▸ **Passage shown**

= = = =

Posted by Vi Hughes on Jan 22, 2019
This Tuesday we heard from Shannon Gill, the Executive Director of Drive Happiness Senior’s Assisted Transportation. Drive Happiness provides low cost transportation for seniors in the Edmonton area. Their volunteer drivers will help clients from the door to the vehicle and all the way into their appointment. They will handle walkers and smaller foldable wheel chairs. They will then return later to pick up the client and return them to their door at home.  
 
Drive Happiness provided an average of fifteen hundred rides per month in 2018, and their drivers logged over two hundred sixteen thousand kilometers last year. Drive Happiness is a registered not for profit and relies on both government and private funding.
 
Clients must register and have a yearly income under thirty-five thousand dollars, if single or under sixty five thousand if a couple. There is a thirty dollar yearly fee and each ride is ten dollars per ticket. The ticket covers both to and from their appointment. The client must be able to get into and out of the vehicle with limited assistance.

= = = =

▸ **Excerpted records**
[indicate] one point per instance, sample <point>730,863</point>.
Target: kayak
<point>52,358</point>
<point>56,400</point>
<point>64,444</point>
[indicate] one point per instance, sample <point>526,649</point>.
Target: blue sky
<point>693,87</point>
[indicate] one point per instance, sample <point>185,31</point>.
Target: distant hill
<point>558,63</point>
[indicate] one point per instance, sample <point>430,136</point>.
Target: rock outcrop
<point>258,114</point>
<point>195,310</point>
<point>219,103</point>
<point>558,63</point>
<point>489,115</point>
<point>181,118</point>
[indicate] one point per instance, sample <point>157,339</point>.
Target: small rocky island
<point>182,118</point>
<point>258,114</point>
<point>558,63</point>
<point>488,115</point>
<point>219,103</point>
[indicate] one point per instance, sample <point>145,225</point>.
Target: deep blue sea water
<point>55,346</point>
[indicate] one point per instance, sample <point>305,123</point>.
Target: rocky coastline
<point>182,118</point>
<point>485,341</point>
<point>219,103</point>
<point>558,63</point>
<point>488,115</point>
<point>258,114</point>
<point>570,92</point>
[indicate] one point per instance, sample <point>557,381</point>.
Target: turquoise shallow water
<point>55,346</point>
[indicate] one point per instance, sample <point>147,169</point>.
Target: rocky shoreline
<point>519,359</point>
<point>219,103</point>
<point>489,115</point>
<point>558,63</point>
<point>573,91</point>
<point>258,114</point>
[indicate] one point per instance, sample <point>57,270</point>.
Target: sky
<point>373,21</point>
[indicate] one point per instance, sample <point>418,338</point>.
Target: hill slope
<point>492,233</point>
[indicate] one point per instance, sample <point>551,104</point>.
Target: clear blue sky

= = = =

Retype the Drive Happiness post from "Posted by Vi" to "door at home.". The listing comes from a separate source unrelated to the Drive Happiness post.

Posted by Vi Hughes on Jan 22, 2019
This Tuesday we heard from Shannon Gill, the Executive Director of Drive Happiness Senior’s Assisted Transportation. Drive Happiness provides low cost transportation for seniors in the Edmonton area. Their volunteer drivers will help clients from the door to the vehicle and all the way into their appointment. They will handle walkers and smaller foldable wheel chairs. They will then return later to pick up the client and return them to their door at home.